THE PROBLEM
Everything from the line with "- **Object to find**: wooden wall panel" to the end of the data should be restated word for word, and nothing before it.

· · · · ·

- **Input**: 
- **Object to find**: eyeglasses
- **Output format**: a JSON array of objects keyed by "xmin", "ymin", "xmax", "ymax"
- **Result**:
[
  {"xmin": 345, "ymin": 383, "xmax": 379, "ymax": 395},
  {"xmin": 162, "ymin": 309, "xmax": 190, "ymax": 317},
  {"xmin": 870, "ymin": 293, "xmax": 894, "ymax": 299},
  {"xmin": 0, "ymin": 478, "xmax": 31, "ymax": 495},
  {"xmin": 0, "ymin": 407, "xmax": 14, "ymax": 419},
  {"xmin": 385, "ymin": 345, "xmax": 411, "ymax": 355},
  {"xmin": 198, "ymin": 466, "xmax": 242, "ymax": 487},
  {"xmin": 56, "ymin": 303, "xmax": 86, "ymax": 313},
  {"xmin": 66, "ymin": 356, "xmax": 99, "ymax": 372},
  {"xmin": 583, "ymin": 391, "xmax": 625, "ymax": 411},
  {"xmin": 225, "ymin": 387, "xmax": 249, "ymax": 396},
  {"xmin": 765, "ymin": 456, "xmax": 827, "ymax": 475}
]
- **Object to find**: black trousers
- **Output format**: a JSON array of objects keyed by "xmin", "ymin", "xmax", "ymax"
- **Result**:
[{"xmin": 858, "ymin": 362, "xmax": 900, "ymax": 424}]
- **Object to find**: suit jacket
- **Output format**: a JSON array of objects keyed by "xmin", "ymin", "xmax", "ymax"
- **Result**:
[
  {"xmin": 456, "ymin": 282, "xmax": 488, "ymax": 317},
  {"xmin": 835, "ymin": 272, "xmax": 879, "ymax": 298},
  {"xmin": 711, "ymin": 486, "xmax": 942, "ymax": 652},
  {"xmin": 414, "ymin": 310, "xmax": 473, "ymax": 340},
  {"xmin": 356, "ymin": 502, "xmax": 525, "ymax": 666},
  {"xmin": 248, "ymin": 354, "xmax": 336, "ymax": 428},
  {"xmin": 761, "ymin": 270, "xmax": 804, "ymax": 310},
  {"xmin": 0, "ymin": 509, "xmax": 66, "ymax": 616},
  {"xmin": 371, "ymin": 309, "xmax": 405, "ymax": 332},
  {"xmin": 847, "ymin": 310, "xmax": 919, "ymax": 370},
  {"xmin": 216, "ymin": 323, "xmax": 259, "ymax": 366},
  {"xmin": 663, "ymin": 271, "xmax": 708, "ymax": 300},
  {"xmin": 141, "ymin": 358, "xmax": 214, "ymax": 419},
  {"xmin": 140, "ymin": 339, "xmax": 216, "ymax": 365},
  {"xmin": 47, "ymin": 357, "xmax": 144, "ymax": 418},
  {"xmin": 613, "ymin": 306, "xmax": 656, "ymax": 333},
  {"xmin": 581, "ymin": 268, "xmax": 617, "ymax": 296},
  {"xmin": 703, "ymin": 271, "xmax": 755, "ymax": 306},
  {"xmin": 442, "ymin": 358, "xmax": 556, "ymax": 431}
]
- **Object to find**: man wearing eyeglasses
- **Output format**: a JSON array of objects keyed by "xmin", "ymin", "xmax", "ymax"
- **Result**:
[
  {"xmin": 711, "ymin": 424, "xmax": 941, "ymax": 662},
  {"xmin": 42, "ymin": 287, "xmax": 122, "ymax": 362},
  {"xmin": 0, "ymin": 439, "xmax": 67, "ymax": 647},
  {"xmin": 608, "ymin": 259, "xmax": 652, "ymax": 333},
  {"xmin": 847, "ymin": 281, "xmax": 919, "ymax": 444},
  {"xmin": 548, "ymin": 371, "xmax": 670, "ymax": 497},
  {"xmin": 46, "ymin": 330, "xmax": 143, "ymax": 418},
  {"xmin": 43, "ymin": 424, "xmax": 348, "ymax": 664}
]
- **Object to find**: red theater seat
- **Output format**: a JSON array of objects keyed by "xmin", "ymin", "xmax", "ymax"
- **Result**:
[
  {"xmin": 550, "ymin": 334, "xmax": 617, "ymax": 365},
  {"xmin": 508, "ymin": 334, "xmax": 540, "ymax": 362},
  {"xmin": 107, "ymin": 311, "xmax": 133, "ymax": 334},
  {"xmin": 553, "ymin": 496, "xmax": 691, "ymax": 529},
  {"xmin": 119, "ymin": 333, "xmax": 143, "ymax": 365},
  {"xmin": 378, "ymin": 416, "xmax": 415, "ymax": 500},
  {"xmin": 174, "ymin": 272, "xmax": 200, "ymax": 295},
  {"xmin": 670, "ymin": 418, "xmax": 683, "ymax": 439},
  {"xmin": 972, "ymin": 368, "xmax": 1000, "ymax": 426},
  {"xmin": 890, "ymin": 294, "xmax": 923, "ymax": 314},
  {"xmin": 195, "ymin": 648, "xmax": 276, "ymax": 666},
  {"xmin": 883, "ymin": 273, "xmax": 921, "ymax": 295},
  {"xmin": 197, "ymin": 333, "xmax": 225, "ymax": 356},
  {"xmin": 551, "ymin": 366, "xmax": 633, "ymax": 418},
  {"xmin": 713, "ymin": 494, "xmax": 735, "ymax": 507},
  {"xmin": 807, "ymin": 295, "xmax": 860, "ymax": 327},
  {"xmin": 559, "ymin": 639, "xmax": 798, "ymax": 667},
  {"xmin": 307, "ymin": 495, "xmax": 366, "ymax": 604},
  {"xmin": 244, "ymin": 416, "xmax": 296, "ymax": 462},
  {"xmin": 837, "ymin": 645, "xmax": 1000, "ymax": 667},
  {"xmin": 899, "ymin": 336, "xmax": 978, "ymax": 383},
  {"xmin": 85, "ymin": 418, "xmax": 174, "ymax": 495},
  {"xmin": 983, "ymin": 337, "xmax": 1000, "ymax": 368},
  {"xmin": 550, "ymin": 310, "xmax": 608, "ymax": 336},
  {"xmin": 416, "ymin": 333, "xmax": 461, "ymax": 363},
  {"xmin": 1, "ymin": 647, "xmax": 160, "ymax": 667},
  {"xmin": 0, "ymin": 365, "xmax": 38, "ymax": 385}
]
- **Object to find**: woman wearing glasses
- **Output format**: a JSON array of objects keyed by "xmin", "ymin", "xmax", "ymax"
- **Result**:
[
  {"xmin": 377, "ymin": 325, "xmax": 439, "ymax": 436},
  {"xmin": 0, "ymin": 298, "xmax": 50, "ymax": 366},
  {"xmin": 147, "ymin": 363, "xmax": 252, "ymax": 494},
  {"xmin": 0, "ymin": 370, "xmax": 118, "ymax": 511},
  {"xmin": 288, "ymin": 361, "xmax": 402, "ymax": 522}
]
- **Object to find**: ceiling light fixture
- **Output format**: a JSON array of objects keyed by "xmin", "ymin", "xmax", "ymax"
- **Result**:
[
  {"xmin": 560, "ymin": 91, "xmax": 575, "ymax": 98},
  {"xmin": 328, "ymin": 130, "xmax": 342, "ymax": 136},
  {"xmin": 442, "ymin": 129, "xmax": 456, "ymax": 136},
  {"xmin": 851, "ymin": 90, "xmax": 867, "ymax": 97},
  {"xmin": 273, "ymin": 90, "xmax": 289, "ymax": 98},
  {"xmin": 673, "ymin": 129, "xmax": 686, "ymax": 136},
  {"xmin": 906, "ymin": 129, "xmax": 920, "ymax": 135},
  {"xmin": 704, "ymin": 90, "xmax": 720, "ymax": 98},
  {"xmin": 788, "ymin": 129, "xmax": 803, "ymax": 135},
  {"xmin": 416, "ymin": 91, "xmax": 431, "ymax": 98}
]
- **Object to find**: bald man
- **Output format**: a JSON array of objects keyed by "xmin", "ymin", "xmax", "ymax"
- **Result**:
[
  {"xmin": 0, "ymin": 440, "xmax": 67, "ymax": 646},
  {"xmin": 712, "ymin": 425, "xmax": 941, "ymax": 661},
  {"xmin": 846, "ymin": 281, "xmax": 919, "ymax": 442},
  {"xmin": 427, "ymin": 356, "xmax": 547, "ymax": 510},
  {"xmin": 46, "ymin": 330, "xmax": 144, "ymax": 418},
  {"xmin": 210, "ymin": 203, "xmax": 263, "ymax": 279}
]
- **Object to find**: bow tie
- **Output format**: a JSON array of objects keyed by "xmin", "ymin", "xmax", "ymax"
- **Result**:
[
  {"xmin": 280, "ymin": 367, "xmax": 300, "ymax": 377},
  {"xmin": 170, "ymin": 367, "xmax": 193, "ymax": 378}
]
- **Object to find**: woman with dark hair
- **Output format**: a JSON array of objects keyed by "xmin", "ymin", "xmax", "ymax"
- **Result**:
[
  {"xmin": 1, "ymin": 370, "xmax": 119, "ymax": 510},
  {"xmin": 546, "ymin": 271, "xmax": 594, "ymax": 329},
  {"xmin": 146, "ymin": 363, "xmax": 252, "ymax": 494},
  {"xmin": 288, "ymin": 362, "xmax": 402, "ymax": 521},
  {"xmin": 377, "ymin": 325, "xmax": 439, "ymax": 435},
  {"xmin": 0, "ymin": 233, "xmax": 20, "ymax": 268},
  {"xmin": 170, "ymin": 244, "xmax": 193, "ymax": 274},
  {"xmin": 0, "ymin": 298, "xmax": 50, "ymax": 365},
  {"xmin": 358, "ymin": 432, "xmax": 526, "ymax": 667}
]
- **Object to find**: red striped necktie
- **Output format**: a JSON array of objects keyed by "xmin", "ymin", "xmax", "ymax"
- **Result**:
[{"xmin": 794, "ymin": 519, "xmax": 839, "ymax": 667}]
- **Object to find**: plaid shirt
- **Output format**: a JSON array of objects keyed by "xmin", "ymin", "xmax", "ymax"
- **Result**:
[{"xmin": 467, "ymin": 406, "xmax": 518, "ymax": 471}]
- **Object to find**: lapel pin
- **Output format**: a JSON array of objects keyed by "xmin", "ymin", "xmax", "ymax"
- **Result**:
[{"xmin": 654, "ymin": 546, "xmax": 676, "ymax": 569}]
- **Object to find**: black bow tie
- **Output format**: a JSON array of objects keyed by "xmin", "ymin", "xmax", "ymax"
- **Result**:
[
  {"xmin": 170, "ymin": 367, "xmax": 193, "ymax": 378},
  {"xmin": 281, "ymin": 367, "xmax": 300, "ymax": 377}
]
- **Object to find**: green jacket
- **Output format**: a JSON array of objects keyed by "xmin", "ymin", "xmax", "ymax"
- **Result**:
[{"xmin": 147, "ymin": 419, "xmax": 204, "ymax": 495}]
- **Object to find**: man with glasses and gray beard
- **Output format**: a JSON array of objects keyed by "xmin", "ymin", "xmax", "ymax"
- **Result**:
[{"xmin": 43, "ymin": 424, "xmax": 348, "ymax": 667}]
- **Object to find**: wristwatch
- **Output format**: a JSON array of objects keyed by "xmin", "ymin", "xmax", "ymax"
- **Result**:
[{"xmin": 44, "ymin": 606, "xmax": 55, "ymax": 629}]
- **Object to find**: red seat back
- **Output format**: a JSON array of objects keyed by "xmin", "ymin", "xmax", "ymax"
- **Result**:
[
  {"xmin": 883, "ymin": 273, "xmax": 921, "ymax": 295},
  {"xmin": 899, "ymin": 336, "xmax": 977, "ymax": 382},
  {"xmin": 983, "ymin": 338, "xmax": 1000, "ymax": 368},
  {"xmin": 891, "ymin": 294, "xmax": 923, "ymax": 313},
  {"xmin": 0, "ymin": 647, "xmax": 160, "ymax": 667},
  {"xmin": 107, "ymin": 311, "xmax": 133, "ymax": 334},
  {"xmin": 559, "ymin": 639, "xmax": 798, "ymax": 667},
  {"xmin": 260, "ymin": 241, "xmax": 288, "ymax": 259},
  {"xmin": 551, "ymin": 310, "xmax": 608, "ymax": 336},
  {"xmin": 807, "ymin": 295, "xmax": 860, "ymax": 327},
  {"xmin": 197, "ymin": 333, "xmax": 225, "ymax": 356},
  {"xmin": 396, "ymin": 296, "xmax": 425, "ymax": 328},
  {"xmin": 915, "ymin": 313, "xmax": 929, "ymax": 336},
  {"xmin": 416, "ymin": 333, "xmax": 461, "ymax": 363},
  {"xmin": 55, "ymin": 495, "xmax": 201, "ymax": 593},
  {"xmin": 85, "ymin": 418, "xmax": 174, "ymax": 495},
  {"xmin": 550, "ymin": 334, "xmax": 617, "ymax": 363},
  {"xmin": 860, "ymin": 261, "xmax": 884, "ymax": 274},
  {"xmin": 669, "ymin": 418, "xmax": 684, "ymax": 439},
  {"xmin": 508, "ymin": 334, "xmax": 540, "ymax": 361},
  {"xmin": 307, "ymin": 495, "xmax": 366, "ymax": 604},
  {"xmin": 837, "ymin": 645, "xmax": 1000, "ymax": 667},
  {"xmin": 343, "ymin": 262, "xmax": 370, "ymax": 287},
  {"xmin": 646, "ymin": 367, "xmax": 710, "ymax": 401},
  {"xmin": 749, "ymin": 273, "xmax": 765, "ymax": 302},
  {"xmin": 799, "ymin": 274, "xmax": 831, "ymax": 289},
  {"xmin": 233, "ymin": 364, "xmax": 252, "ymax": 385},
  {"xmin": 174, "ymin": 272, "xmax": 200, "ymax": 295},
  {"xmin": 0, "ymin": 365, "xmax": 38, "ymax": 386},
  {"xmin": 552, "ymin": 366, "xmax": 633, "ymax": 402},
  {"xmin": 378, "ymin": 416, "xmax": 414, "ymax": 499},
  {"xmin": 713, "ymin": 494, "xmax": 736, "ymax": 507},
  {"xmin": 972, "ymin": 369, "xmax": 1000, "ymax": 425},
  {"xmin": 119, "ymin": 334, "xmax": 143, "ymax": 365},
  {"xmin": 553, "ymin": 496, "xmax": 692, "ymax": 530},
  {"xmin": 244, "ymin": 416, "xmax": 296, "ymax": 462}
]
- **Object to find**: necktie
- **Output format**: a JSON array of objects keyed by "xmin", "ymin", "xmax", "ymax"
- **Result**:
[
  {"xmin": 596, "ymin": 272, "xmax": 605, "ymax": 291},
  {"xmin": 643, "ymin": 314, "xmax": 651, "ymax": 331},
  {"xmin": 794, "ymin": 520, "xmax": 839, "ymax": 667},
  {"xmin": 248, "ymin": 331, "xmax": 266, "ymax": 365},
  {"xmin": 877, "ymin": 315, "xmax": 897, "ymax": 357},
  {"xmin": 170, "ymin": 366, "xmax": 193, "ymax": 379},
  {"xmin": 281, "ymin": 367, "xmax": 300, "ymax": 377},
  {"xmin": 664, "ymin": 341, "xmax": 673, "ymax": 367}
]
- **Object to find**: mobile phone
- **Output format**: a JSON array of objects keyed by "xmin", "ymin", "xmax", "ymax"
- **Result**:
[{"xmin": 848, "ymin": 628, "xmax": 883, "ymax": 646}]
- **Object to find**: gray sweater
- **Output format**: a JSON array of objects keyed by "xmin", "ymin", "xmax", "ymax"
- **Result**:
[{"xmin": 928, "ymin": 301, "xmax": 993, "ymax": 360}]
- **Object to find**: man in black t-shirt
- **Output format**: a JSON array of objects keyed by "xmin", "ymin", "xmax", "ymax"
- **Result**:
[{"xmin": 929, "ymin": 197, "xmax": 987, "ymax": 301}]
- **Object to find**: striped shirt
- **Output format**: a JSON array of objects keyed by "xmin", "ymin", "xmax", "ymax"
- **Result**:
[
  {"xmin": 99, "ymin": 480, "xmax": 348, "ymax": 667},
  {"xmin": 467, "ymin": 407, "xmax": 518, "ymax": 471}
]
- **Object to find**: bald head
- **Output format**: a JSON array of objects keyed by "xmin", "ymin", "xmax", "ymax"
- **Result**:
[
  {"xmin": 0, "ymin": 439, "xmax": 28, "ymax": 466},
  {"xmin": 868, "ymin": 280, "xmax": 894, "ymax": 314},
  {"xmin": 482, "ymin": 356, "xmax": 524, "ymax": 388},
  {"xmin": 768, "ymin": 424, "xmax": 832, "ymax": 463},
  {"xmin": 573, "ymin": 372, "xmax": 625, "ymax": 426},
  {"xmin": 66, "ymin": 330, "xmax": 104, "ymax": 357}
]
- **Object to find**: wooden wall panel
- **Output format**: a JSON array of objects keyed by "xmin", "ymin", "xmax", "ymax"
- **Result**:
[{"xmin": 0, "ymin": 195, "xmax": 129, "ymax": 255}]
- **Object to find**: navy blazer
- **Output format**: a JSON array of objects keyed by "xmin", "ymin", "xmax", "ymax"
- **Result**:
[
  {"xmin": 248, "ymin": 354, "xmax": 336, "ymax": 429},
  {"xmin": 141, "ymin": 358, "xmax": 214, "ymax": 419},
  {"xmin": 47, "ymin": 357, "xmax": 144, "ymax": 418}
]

· · · · ·

TASK RESULT
- **Object to find**: wooden wall panel
- **Output format**: a JSON array of objects keyed by "xmin", "ymin", "xmax", "ymax"
- **Result**:
[{"xmin": 0, "ymin": 195, "xmax": 129, "ymax": 255}]
- **Object to find**: navy blazer
- **Output format**: a JSON array of objects keyed by "xmin", "ymin", "xmax", "ymax"
- **Result**:
[
  {"xmin": 248, "ymin": 354, "xmax": 336, "ymax": 429},
  {"xmin": 141, "ymin": 358, "xmax": 214, "ymax": 419},
  {"xmin": 47, "ymin": 357, "xmax": 144, "ymax": 418}
]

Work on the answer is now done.